**Written exercise**:
Count the lines in the records below that contain the word "purple", and give only that number.

··· Data records

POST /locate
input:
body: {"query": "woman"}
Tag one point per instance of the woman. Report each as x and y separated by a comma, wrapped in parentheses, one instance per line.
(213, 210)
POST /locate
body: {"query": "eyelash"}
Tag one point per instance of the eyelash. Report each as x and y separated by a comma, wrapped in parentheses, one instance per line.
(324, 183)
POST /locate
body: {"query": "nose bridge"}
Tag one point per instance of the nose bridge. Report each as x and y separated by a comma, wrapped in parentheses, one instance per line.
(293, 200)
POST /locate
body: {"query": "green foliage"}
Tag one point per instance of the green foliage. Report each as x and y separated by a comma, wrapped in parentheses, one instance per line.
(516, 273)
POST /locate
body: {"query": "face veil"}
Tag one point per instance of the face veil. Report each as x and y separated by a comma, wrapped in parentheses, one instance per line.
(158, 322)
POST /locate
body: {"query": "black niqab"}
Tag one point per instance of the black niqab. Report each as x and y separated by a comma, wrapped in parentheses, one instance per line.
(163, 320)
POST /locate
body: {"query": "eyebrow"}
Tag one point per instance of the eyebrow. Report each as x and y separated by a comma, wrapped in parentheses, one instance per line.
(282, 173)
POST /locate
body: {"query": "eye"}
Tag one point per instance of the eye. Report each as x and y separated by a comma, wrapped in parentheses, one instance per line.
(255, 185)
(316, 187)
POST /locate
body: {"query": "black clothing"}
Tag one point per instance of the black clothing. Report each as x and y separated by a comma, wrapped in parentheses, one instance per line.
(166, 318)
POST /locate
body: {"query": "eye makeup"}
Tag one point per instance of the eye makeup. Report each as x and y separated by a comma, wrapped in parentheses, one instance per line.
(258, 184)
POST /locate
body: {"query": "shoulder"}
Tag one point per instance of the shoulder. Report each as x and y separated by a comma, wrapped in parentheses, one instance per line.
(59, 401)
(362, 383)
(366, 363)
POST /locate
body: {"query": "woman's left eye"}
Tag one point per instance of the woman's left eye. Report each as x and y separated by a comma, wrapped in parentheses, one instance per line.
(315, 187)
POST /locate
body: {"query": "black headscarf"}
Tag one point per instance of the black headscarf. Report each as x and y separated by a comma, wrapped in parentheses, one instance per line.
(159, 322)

······
··· Data records

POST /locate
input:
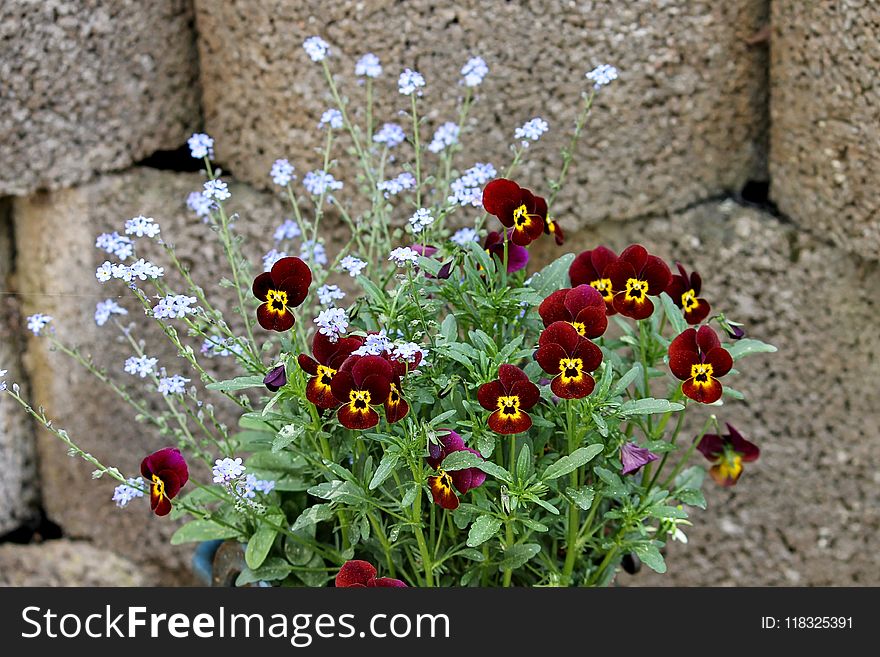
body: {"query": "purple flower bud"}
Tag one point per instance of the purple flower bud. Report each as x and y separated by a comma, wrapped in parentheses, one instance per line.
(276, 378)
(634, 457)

······
··· Data records

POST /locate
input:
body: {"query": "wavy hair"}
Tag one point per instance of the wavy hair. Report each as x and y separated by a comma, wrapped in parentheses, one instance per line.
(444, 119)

······

**The solution**:
2